--- Begin Entries ---

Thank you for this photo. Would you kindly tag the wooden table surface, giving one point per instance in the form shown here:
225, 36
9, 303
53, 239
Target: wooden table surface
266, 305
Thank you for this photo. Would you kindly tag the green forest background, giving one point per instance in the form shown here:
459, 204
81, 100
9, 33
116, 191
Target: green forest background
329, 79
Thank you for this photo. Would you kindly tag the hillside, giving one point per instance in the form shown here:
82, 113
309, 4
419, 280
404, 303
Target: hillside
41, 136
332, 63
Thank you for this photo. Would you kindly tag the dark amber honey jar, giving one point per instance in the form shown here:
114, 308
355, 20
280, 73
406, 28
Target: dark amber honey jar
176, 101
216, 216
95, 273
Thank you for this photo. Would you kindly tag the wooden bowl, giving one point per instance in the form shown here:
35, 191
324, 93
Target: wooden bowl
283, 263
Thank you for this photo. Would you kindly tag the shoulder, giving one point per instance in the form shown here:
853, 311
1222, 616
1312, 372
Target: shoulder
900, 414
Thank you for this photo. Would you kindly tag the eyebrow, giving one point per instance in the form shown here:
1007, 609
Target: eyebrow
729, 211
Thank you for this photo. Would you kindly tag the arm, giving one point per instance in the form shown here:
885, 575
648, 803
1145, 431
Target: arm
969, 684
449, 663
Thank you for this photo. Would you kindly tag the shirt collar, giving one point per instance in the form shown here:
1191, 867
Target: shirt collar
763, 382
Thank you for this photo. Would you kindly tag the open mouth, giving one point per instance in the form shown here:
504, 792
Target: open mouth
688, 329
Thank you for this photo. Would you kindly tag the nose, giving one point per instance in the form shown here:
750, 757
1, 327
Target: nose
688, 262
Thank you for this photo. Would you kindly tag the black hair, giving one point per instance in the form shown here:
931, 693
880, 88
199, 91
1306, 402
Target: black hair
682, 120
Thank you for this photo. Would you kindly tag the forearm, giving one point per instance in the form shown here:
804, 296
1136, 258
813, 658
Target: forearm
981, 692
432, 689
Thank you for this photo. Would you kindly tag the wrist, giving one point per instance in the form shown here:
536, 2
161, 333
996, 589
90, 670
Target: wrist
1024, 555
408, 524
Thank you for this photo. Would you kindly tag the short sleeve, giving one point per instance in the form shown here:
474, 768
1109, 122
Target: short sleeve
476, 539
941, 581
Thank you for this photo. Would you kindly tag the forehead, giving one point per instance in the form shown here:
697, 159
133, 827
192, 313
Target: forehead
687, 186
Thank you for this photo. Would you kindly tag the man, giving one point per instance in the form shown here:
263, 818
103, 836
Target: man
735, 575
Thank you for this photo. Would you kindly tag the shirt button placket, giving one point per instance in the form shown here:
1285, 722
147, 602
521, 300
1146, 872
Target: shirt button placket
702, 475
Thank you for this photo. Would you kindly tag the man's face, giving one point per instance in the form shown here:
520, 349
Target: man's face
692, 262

--- End Entries ---

Work required:
Extract all of the material exactly as it is written.

Written response:
Thank you for this photo. Would you kindly tag the wooden table surface, giving one point per instance in the form shown here:
225, 36
9, 303
53, 239
Target: wooden table surface
266, 305
Thank you for this photo. Would you kindly tag the green forest background, giving one point per instance in the form shown here:
459, 204
81, 100
9, 33
116, 191
Target: green forest background
329, 79
Thank you for this photo. Would you kindly tag the hillside, giving one point per instance in the form shown here:
82, 113
309, 4
419, 280
404, 303
Target: hillside
41, 136
332, 63
Thank you for this photo. Would you kindly tag the dark amber honey jar, giving one point per instance in the form shown here:
114, 308
355, 20
280, 73
406, 28
Target: dark amber honey jar
176, 101
216, 216
95, 273
Thank you for this photo. Would you kindly tag the wooden bowl, giving one point per instance in the form shown here:
35, 191
324, 93
Target: wooden bowl
283, 263
Thank you for this photo. Would you kindly tag the shoulder, giving one point per instance in the form shown here:
853, 311
1222, 616
1312, 372
Target: shoulder
900, 414
Thank you for this photo. Would you kindly tag the eyebrow, giving one point per instance in the form shown here:
1007, 609
Target: eyebrow
729, 211
Thank you for this photo. Would you kindly tag the arm, giving one point per instance in the form shown here:
885, 575
648, 803
1145, 431
Target: arm
969, 684
449, 663
Thank you for this photo. Would you kindly tag the shirt collar, giving one point per instance in the form shown here:
1191, 867
Target: shirt collar
763, 382
Thank you for this photo. Would you kindly tag the open mouth, giving one point per instance in the form shown here:
504, 792
Target: open mouth
688, 329
Thank you for this photo. Would you kindly tag the nose, giving one point per instance in the form shown here:
750, 757
1, 327
Target: nose
688, 262
Thank you for this photo. Would you kindly tag the black hair, giving one point per instance in the form shown here:
931, 693
880, 88
199, 91
1306, 402
Target: black hair
682, 120
Thank you for this photo. Would you kindly tag the forearm, giving one point per instance in the form shown here:
804, 296
1136, 258
813, 658
Target: forearm
981, 692
432, 689
Thank you for this photo. Would you kindly tag the wrist, giving one point per instance in the form shown here:
536, 2
161, 333
996, 589
90, 670
Target: wrist
1024, 555
408, 524
Thank you for this photo. Would you kindly tag the short sleeve, giving one point per instance in the form shown here:
474, 768
1109, 122
Target: short sleeve
476, 539
941, 581
Thank you for this photo. Would you kindly tag the forehead, giving one point per instance in the form shown here:
697, 159
133, 827
192, 313
Target: forehead
687, 186
Thank you for this photo. Would you kindly tag the man, giving one point per instance in the form shown here:
263, 818
103, 836
Target: man
735, 575
Thank you for this photo. Would you kindly tag the shirt button placket, giving one point per instance in the form shown here:
1285, 722
147, 602
521, 300
1146, 872
Target: shirt button placket
702, 475
Thank you for this photo. Would you kindly tag the man's face, giving one point per instance in the form shown here:
520, 349
Target: man's face
692, 262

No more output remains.